Position identification records
/---
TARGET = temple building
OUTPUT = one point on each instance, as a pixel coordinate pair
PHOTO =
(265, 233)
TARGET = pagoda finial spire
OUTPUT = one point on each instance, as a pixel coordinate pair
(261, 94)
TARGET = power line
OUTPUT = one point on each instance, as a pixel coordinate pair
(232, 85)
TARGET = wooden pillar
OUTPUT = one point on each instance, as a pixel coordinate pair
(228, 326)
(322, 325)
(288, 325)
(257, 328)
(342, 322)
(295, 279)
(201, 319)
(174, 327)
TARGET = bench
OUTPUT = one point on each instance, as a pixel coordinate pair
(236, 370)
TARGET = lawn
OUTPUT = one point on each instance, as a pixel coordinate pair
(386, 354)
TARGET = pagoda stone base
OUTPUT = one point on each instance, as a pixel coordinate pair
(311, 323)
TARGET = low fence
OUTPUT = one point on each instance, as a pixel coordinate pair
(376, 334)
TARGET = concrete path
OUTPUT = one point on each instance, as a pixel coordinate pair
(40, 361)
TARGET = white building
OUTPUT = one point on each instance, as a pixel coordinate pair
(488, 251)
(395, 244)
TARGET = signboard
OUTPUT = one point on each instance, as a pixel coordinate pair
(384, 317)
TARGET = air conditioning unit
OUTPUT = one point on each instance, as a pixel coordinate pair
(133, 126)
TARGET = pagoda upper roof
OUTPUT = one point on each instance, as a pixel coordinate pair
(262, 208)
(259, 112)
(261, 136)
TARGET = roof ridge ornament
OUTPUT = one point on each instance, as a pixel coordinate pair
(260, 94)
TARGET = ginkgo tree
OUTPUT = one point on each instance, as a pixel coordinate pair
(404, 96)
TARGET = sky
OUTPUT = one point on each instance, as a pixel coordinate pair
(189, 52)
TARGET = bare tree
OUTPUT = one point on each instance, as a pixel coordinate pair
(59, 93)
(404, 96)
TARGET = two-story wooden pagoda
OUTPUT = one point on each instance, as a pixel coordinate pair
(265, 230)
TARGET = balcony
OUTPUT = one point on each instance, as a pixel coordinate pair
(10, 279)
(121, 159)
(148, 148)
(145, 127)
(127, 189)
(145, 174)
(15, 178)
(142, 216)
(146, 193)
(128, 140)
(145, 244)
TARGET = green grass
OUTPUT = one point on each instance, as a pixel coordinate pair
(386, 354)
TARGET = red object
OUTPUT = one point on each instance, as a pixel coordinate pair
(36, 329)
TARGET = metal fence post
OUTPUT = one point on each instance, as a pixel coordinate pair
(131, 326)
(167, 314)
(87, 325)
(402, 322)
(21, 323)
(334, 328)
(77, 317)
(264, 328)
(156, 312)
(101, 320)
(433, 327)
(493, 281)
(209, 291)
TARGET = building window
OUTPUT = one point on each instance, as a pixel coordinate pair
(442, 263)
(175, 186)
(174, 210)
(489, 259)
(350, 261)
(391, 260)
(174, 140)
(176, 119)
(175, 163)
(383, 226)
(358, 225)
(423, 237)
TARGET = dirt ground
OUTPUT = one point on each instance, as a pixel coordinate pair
\---
Scale up the items from the line with "TARGET = signboard" through the end of the items by writing out every line again. Multiply each pixel coordinate in the answers by 1.2 and round it to a whole number (halves go up), keeping all other lines unchanged.

TARGET = signboard
OUTPUT = one point on each instance, as a pixel coordinate pair
(461, 380)
TARGET = air conditioning unit
OUTPUT = one point on each instance, as a pixel coordinate pair
(160, 151)
TARGET = pagoda upper roof
OUTPUT = one point on each instance, as a pixel coordinate pair
(314, 250)
(311, 134)
(313, 163)
TARGET = roof ridge ornament
OUTPUT = one point on each instance, as a pixel coordinate pair
(312, 113)
TARGET = ginkgo tree
OUTPUT = one point on each instance, as a pixel coordinate pair
(485, 115)
TARGET = sky
OUTPUT = one point on each instance, as a pixel coordinate pair
(227, 62)
TARGET = bare tree
OUTPUT = one point on each instance, as a pixel coordinate pair
(71, 112)
(485, 115)
TARGET = two-story wooden pagoda
OUTPUT = one point on each instance, as a pixel coordinate pair
(318, 276)
TARGET = balcony
OUTPUT = one point on each instance, as a pixel coordinate pair
(12, 335)
(145, 191)
(178, 178)
(174, 152)
(152, 227)
(174, 209)
(18, 214)
(170, 259)
(175, 232)
(154, 168)
(174, 293)
TARGET = green grass
OUTPUT = one point on each instance, as a pixel coordinate pair
(463, 425)
TARGET = red object
OUTPUT = one point on each instance, as a pixel coordinate pair
(43, 395)
TARGET = metal fence post
OUTPUT = one point on each instance, as a pixel coordinate pair
(157, 391)
(200, 377)
(104, 390)
(482, 386)
(25, 388)
(401, 394)
(92, 380)
(317, 394)
(187, 374)
(121, 384)
(520, 392)
(592, 337)
(251, 349)
TARGET = building window
OUTPUT = one point on each instance, as a pixel coordinate pair
(530, 316)
(210, 223)
(209, 252)
(587, 311)
(420, 313)
(469, 312)
(209, 168)
(211, 143)
(210, 196)
(460, 271)
(430, 270)
(508, 284)
TARGET = dirt ground
OUTPUT = one point on each instance, as a pixel coordinate pair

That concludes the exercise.